== Dataset extract

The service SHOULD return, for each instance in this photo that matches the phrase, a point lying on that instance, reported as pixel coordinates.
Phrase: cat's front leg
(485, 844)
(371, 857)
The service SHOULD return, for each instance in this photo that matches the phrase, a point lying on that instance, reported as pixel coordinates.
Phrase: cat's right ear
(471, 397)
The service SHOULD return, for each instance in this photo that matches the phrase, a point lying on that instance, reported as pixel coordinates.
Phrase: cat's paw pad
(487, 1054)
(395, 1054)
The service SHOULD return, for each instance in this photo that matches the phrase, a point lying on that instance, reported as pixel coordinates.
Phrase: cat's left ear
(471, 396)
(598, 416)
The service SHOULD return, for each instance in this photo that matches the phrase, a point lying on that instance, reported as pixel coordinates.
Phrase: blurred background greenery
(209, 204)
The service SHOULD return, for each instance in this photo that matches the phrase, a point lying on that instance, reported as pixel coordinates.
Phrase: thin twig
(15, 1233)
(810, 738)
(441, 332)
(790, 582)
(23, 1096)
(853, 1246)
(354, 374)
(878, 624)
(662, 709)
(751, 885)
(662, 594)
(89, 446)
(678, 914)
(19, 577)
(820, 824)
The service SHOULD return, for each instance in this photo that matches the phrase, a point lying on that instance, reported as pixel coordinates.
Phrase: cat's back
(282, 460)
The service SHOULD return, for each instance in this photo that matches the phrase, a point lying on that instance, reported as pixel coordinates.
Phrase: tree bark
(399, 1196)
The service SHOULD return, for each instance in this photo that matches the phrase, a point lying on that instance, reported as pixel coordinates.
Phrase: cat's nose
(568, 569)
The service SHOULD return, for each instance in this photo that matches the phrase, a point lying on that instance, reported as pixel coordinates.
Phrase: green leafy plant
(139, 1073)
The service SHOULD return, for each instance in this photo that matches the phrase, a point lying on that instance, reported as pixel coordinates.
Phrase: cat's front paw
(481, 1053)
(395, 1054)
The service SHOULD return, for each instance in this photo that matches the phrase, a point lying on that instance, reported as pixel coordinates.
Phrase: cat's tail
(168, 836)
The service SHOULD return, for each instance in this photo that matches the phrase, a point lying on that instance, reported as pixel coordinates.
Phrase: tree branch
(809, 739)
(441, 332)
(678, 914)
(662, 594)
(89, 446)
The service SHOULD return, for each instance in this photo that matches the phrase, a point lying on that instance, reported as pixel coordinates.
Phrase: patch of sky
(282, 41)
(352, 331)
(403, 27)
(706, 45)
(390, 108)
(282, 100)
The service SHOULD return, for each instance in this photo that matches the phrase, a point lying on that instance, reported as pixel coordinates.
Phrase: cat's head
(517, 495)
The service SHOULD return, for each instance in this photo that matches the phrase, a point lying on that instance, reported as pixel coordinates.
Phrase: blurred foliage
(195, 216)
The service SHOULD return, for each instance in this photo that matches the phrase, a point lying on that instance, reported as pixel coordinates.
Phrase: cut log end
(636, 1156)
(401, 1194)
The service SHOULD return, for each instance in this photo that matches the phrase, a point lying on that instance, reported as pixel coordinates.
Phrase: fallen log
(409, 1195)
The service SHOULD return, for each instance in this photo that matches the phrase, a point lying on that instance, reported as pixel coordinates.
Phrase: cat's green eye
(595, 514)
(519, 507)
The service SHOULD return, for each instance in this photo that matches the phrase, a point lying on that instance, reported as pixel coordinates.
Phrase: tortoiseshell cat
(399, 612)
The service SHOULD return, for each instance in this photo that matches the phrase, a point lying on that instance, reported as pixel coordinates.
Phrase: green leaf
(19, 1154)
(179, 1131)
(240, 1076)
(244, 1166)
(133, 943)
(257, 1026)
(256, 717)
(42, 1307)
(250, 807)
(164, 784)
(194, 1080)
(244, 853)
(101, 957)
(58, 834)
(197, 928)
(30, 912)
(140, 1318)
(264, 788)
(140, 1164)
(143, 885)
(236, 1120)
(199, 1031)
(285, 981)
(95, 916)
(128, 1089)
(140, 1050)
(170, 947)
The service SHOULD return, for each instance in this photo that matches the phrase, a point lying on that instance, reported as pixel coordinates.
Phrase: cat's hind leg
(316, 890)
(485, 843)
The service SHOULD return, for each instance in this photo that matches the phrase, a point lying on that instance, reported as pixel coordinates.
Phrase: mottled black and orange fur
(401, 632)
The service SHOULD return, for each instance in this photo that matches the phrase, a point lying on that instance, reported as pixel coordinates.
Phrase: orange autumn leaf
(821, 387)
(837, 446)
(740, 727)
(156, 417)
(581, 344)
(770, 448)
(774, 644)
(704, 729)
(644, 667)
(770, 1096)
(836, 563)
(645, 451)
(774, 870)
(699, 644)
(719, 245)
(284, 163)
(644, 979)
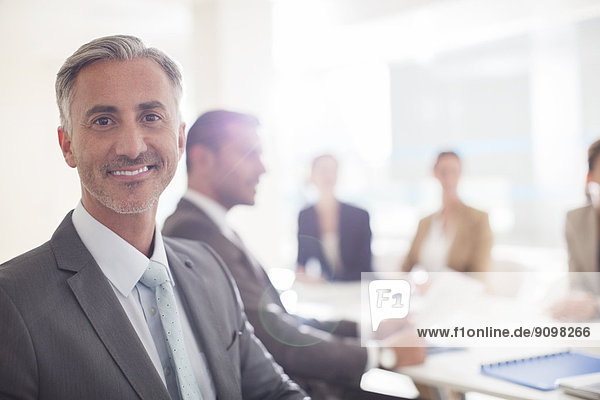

====

Exercise aim –
Output a precise copy of the entries, leaving the images out.

Output for this exercise –
The service SHOULD return, for each instance in this photo that matches the phrase, a point lying on that instance, reported as pixel coordinates.
Phrase: cat's front leg
(485, 844)
(371, 857)
The service SHOULD return, for each instance in this photo that matches the phrase, a point lying on that instance, reported as pixel coordinates.
Phrase: cat's right ear
(471, 397)
The service SHOULD return, for each instance in this photo that matches the phrase, a point lying on that instance, reported as pixel coordinates.
Phrase: cat's paw pad
(487, 1054)
(395, 1054)
The service SHOULD return, for each instance in this photo that matches the phrase, a point lying on that instance, reported as pixel coordinates.
Phrase: cat's left ear
(471, 396)
(598, 416)
The service SHOULD return, for each instance in this photo that matches the phrase, a point lying on that instance, reported as pixel coordinates.
Phrase: blurred background greenery
(209, 204)
The service SHOULD return, for each instance in this photo that matches the phrase, a point lying on that instance, reported as pixel coordinates.
Phrase: thin twig
(15, 1233)
(810, 738)
(441, 332)
(790, 582)
(23, 1096)
(853, 1246)
(354, 374)
(878, 624)
(662, 709)
(751, 885)
(662, 594)
(89, 446)
(678, 914)
(19, 577)
(820, 824)
The service SHOULD return, for each instance in this photo that matches the phrase, a point lying on that instance, reported as pixel coordinates.
Phrase: cat's back
(282, 460)
The service SHOULD return, for each instance in this photo that matches the phrase, a point lying on that instance, reported as pixel coordinates.
Phrase: tree bark
(399, 1196)
The service SHOULD return, for each instance in this photo that matches the phrase, a point lying on that instance, reported as pixel coordinates.
Phrase: cat's nose
(568, 569)
The service SHOULD return, for each instance in this photo that matches the phrase, a point lying on that instance, reported as pixel coordinates.
Phrase: green leafy plant
(139, 1073)
The service SHOULD return, for each instance in this photo that matches the phrase, a point lying on that instance, reported as pixel coordinates.
Phrase: cat's front paw
(481, 1053)
(395, 1054)
The service SHOULD return, for each instance in this photo that matches the phrase, a point lying on that instance, reported as pixel coordinates.
Phrase: cat's tail
(168, 836)
The service SHOULD return, for each instance in this photo that matches the phrase, a point lying on that instance, reported as pixel coordinates.
Phrase: tree branch
(809, 739)
(441, 332)
(678, 914)
(662, 594)
(89, 446)
The service SHOULD return, for each instance in this photo that matches the phrase, a point lying on that instance, reported as pixel coordinates.
Phrase: patch of sky
(282, 41)
(352, 331)
(403, 27)
(706, 45)
(390, 108)
(282, 100)
The service SHOULD return, for each instance in this photo that matches the phrase, a point lying on that instance, reported as pixel coordinates.
Phrase: cat's head
(517, 495)
The service SHOULD return, for each instance in this photo that matches the phrase, a point lying on that instance, reported as pixel coordinates.
Phrase: blurred foliage
(195, 216)
The service SHOULD return, for each instance in this photo that matches the phrase, a point lying on that instance, reported as pixel coordinates.
Phrase: cut log end
(636, 1156)
(401, 1194)
The service SHOULD return, for each instance in this photo that matches the phrase, a point lying on that instance, reported as pixel coordinates.
Phrase: fallen log
(409, 1195)
The service SHOULD return, for each instance in this photo that matches the phrase, a point lying on that instance, reported as pixel coordinates.
Phrase: cat's green eye
(595, 514)
(519, 507)
The service SHOULD return, for each instance in this photo that matches the phrase, a point lying on that instance, reported as pixel coordinates.
Phrase: tortoiseshell cat
(399, 612)
The service SHOULD return, for each instance in this photo that matches the phrase, a point lying on that instance, reported as pixel coordinates.
Phrase: green leaf
(19, 1154)
(179, 1131)
(240, 1076)
(244, 1166)
(133, 943)
(257, 1026)
(256, 717)
(42, 1307)
(250, 807)
(164, 784)
(194, 1080)
(244, 853)
(101, 957)
(58, 834)
(197, 928)
(30, 912)
(140, 1318)
(264, 788)
(140, 1164)
(143, 885)
(236, 1120)
(199, 1031)
(285, 981)
(95, 916)
(128, 1089)
(140, 1050)
(170, 947)
The service SHOULD return, for each instance in this photo that matches the phrase, a point lying on that instance, reported as pixel coordinates.
Phrase: cat's hind leg
(316, 890)
(485, 843)
The service SHOULD return, for each instance in this photo that matches the phrase, a point lying on that instance, reported as pixel coordinates.
Phrase: mottled black and orange fur
(401, 632)
The service SHOULD return, for each instance in this photo that matches the phrase, a point lying on that instance, reported as pixel coordinates.
Phrase: orange autumn leaf
(821, 387)
(837, 446)
(740, 727)
(156, 417)
(581, 344)
(770, 448)
(774, 644)
(704, 729)
(644, 667)
(770, 1096)
(836, 563)
(645, 451)
(774, 870)
(699, 644)
(719, 245)
(284, 163)
(644, 979)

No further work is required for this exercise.